● **PAGE EXCERPT**:

Content starts

Both my partner and I, we’ve kind of move out of the day to day operations of running the business and have kind of like plugged our network into their platform and that’s going really well and they have – the amount of resources they have, have taken us like 10 years to build and develop so I mean like it’s a net win for our hospitals and for our team for sure.
And then where David and I plug in is just helping them out whenever we can. You know we’re kind of utility player, so help them out thinking through things like innovation, some of the tools that we use that maybe they’re familiar with, maybe they’re not and just kind of share and kind of how we got utility out of them and then also on the business development side too, where we can – they have a BD machine, that is probably the biggest and best in the industry but if we can play a role and be a reference or leverage our context to win more deals, you know that’s what we’re trying to do.
That’s awesome. David, I would love to talk more but we promised our listeners for a 20-minute episode so I am hoping we can get you back on here because there are so many topics that we can cover with you and hopefully we can have you back but we have two questions that we ask at the end. One of them is, is there a book or TED Talk or a YouTube video that inspired you where you find interesting to recommend to the listeners?
Yeah, I love Malcolm Gladwell’s books and podcast but I think Outliers is a really good one, so you know I definitely – it’s an oldie but a goodie.
We’re not scared of those, yep.
Then the second question we ask, do you know anybody in the industry who would be also interesting to invite here and share their experience with our audience?

Content ends

● **TASKS**:
[1] In the interview transcript, rewrite the passage starting at the words "That’s awesome. David, I" and ending after "but a goodie.", substituting "audience" for "listeners".
[2] According to the interview transcript, which Malcolm Gladwell book is called a really good one?

● **LISTED RECORDS**:
Content starts

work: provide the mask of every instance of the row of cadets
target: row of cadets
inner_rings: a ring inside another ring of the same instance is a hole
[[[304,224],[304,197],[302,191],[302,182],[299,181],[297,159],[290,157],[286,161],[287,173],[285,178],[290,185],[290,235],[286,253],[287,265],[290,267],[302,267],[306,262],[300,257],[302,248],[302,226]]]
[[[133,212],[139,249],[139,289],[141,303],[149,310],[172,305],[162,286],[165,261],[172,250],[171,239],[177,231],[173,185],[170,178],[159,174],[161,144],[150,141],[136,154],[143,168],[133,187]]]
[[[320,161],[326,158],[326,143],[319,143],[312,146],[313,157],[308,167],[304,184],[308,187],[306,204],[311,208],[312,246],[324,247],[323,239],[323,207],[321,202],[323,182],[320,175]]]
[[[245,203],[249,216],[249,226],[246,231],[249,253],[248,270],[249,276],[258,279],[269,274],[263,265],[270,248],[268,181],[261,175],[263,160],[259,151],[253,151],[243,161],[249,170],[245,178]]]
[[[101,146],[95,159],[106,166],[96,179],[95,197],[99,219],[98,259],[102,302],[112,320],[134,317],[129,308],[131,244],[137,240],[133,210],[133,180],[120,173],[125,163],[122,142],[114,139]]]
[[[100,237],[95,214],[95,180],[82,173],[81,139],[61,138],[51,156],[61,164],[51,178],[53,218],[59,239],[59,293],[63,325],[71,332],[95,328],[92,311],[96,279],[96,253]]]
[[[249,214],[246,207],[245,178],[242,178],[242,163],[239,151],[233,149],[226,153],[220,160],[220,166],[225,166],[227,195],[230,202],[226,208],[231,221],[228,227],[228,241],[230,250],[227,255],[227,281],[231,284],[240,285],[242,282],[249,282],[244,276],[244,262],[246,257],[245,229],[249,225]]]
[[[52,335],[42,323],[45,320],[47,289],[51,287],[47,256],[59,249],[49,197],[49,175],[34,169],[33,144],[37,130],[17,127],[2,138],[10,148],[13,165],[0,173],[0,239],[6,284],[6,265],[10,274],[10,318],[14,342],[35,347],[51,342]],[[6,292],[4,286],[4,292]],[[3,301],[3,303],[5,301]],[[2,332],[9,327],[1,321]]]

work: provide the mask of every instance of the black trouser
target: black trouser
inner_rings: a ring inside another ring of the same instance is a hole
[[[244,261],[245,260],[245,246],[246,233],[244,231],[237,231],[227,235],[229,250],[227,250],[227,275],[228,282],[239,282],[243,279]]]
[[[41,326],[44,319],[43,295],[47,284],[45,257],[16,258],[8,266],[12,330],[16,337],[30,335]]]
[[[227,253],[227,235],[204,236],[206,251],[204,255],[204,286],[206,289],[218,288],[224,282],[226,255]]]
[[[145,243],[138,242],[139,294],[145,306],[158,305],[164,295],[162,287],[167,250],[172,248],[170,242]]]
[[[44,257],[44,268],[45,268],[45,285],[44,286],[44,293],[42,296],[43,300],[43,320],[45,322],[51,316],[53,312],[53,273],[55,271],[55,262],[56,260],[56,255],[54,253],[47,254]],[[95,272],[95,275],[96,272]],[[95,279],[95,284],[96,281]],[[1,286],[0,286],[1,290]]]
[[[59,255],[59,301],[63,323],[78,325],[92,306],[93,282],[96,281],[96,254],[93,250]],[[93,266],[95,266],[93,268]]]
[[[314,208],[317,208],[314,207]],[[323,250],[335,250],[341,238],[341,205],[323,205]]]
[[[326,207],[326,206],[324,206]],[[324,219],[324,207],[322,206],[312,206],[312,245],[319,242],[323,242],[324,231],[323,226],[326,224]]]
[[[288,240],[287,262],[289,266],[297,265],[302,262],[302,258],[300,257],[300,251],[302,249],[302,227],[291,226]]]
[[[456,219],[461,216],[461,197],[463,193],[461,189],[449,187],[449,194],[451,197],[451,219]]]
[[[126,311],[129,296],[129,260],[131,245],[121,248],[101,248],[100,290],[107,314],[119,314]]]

Content ends

● **RESPONSES BY ITEM NUMBER**:
[1]
That’s awesome. David, I would love to talk more but we promised our audience for a 20-minute episode so I am hoping we can get you back on here because there are so many topics that we can cover with you and hopefully we can have you back but we have two questions that we ask at the end. One of them is, is there a book or TED Talk or a YouTube video that inspired you where you find interesting to recommend to the audience?
Yeah, I love Malcolm Gladwell’s books and podcast but I think Outliers is a really good one, so you know I definitely – it’s an oldie but a goodie.

[2] Outliers.